◎ジャスパー国立公園はカナディアン・ロッキー最大の国立公園であり、ユネスコの世界自然遺産に登録されている。
2024年7月25日/カナダ、西部アルバータ州、ジャスパー国立公園近くで発生した山火事(AP通信)

カナダ西部アルバータ州のユネスコ世界自然遺産、ジャスパー国立公園で発生した山火事について、地元当局は26日、同園と周辺の町で350以上の建造物が焼失したと明らかにした。

アルバータ州は数週間前から熱波に覆われ、山火事が多発。これまでに数万人が避難を余儀なくされている。

ジャスパー国立公園では22日に少なくとも2カ所で大きな山火事が発生。当局は周辺住民と観光客、約2万5000人に避難を命じた。

消防によると、同園周辺の町の約30%で被害が確認されたという。

カナダ放送協会(CBC)は関係者の話しとして、「町内にある建造物1113戸のうち358戸が焼失した」と報じた。

ジャスパー市の市長室は声明で、「重要な公共インフラは被害を免れている」と述べた。

それによると、市中心部の水道施設、病院、学校、廃棄物処理場などは今のところ正常に稼働しているという。被害は市の西側に集中していた。

同州政府は中央政府に支援を要請。トルドー(Justin Trudeau)首相は25日、陸軍に出動を命じた。

消防や警察によると、負傷者の情報は今のところ確認されていないという。

◆ ◆ ◆ ◆

● **作業指示**:
a - 山火事の抜粋のうち、「消防によると、同園周辺の町の約30%で被害が確認されたという。」から「消防や警察によると、負傷者の情報は今のところ確認されていないという。」までの部分を、一字一句違えずに書き写してください。
b - 山火事の抜粋に基づき、次の問いに答えてください。
(i) 当局が避難を命じた周辺住民と観光客は約何人ですか。
(ii) カナダ放送協会の報道では、町内の建造物1113戸のうち何戸が焼失しましたか。
(iii) トルドー首相は25日、何を命じましたか。

◆ ◆ ◆ ◆

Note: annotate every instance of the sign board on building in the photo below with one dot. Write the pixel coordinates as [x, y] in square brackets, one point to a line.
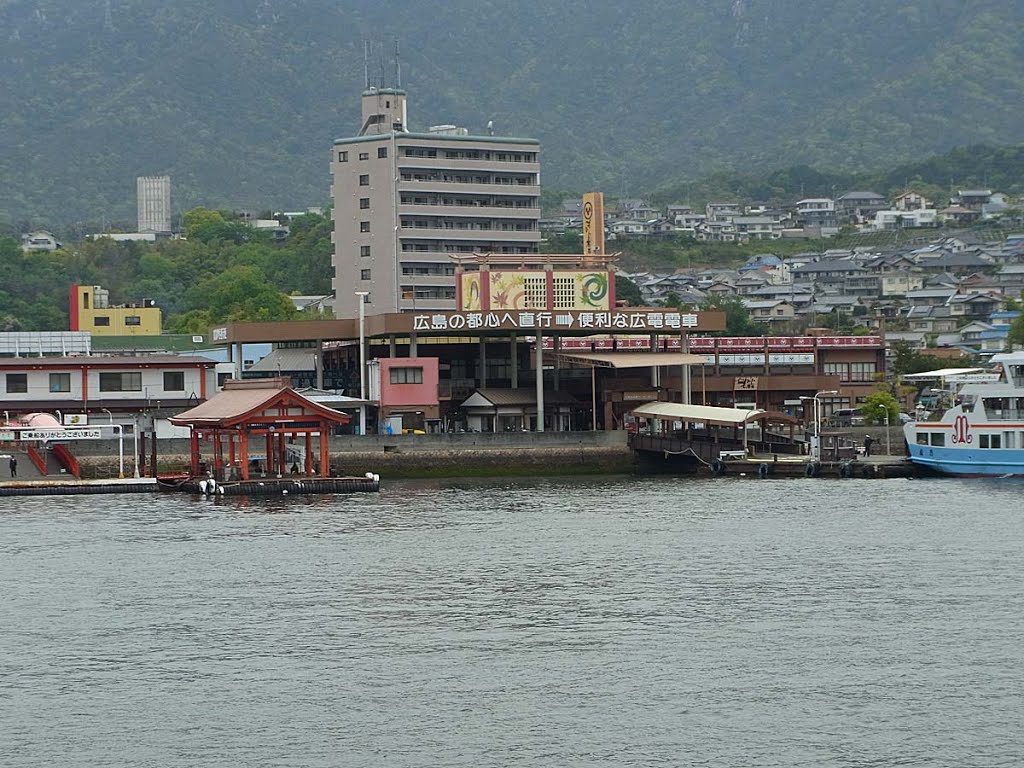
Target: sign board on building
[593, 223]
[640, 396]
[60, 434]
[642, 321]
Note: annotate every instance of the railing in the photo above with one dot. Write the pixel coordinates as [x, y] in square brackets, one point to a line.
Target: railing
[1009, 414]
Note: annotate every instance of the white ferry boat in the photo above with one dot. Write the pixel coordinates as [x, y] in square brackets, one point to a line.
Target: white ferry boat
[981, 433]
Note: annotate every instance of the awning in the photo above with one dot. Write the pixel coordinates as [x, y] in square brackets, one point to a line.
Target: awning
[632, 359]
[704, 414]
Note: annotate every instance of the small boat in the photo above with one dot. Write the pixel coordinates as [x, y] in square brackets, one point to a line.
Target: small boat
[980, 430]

◆ ◆ ◆ ◆

● **解答一覧**:
a -
消防によると、同園周辺の町の約30%で被害が確認されたという。

カナダ放送協会(CBC)は関係者の話しとして、「町内にある建造物1113戸のうち358戸が焼失した」と報じた。

ジャスパー市の市長室は声明で、「重要な公共インフラは被害を免れている」と述べた。

それによると、市中心部の水道施設、病院、学校、廃棄物処理場などは今のところ正常に稼働しているという。被害は市の西側に集中していた。

同州政府は中央政府に支援を要請。トルドー(Justin Trudeau)首相は25日、陸軍に出動を命じた。

消防や警察によると、負傷者の情報は今のところ確認されていないという。

b -
(i) 約2万5000人
(ii) 358戸
(iii) 陸軍への出動